Convert every line, from the one containing "In the picture above, where can the wooden fascia" through the final line of the items below, into a JSON list of strings with one string per line, omitting blank lines.

┌──

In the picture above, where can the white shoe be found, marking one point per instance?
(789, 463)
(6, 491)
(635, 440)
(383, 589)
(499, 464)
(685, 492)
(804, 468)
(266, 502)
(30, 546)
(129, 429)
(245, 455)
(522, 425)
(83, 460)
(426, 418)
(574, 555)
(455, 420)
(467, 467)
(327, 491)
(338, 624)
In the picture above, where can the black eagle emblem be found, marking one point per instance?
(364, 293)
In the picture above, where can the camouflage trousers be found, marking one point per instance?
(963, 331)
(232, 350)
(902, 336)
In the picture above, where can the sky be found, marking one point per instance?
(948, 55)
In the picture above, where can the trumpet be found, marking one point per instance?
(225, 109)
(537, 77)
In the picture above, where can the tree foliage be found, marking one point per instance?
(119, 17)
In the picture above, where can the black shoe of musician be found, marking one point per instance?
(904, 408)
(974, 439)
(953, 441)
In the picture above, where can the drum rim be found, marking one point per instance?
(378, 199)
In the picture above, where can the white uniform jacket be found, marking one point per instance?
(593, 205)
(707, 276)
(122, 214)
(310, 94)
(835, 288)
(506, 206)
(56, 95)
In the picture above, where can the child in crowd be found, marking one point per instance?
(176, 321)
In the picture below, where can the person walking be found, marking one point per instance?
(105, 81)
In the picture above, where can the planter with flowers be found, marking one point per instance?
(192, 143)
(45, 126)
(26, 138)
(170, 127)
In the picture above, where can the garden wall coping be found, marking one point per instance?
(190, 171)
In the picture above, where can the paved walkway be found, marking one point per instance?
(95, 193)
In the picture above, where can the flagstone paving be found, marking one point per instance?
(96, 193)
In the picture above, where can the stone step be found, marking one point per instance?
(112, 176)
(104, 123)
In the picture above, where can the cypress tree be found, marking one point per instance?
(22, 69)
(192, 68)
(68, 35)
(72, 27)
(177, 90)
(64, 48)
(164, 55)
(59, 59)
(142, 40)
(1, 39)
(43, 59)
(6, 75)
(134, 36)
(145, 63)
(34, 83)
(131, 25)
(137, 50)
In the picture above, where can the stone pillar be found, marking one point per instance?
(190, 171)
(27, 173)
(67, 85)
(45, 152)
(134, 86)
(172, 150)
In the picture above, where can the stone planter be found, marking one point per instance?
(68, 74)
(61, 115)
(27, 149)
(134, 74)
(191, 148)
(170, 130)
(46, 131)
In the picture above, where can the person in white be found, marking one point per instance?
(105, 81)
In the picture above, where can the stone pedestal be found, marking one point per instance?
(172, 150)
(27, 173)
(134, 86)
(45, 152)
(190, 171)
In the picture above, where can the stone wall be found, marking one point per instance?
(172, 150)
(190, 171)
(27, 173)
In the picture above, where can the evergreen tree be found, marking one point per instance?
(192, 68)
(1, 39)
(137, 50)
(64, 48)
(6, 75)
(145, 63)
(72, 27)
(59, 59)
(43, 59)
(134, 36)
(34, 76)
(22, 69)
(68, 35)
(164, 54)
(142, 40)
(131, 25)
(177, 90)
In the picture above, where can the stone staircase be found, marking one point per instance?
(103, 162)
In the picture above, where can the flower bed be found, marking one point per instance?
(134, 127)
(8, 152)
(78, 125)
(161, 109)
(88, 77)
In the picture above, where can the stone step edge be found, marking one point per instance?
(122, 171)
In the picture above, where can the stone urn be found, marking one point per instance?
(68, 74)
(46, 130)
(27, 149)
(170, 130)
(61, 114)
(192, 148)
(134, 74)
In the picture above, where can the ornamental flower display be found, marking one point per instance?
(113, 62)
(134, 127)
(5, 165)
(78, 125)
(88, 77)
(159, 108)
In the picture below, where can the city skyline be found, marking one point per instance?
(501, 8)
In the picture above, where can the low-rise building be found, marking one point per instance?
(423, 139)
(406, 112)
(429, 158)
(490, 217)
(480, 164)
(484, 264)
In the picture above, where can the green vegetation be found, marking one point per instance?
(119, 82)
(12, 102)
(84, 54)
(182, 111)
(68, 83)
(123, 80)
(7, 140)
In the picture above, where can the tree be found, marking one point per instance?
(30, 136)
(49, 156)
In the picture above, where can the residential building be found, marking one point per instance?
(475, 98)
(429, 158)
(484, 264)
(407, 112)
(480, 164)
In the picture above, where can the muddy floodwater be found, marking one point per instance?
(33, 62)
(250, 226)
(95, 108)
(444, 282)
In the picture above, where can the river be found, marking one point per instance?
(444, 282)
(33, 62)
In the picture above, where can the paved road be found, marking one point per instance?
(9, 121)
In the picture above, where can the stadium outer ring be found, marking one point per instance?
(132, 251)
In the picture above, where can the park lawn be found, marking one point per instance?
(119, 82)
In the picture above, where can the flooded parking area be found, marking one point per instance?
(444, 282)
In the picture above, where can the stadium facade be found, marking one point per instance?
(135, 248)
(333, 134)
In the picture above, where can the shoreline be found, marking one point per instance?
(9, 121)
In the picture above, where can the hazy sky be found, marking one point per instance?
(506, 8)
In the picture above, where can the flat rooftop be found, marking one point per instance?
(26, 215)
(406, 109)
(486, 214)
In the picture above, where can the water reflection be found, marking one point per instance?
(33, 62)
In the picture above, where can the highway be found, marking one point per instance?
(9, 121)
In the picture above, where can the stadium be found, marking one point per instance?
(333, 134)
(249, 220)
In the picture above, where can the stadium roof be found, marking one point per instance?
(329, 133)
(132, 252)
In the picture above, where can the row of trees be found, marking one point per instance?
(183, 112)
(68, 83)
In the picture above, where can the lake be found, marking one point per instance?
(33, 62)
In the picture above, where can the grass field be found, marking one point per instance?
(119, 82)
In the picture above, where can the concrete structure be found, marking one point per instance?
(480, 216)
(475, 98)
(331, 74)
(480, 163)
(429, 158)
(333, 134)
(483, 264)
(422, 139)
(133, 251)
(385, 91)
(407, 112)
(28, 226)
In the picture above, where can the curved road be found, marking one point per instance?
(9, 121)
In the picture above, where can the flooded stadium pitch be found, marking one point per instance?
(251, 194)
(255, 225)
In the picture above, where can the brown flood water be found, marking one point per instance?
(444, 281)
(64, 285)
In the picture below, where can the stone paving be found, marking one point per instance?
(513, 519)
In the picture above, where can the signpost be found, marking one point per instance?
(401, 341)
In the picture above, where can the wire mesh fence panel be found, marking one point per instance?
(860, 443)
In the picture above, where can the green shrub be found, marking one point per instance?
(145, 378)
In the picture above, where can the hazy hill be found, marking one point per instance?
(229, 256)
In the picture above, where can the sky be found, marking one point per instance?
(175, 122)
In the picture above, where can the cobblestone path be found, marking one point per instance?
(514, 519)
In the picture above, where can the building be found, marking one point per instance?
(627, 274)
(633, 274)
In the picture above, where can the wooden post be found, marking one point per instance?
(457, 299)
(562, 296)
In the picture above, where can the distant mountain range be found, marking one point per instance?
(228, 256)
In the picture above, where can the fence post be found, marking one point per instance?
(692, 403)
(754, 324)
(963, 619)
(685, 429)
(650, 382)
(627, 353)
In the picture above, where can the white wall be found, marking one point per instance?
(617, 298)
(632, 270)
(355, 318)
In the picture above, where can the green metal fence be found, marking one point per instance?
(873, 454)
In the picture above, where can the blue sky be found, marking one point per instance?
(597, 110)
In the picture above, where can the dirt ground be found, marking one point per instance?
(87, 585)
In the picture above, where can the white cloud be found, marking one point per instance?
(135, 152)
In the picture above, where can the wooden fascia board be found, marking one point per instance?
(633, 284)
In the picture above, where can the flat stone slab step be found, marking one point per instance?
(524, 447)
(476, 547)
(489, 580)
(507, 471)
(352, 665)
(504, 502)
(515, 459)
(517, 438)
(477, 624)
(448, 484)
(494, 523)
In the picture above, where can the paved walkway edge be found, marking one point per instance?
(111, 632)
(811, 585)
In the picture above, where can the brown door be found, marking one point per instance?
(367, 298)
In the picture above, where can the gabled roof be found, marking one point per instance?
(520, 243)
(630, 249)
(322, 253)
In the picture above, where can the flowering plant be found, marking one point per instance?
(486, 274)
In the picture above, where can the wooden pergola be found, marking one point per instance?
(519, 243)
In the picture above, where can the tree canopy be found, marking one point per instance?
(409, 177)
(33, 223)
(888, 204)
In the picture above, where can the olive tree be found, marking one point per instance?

└──

> [Exercise response]:
[
  "In the picture above, where can the wooden fascia board be found, marking one point per instance?",
  "(633, 284)",
  "In the picture above, where can the flat stone slab step be found, marking one point per instance?",
  "(524, 447)",
  "(476, 547)",
  "(489, 580)",
  "(507, 471)",
  "(352, 665)",
  "(504, 502)",
  "(515, 459)",
  "(517, 438)",
  "(477, 624)",
  "(448, 484)",
  "(494, 523)",
  "In the picture above, where can the paved walkway edge be found, marking one point per instance?",
  "(111, 632)",
  "(811, 585)",
  "In the picture above, where can the brown door be found, marking one point per instance?",
  "(367, 298)",
  "In the picture above, where can the gabled roof be found, marking one point per instance?",
  "(520, 243)",
  "(630, 249)",
  "(322, 253)",
  "In the picture above, where can the flowering plant be found, marking one point per instance?",
  "(486, 274)",
  "In the picture above, where can the wooden pergola be found, marking one point per instance?",
  "(519, 243)",
  "In the picture above, where can the tree canopy be found, marking one point per instance?",
  "(409, 177)",
  "(33, 223)",
  "(888, 204)",
  "In the picture above, where can the olive tree be found, marking one point per instance?"
]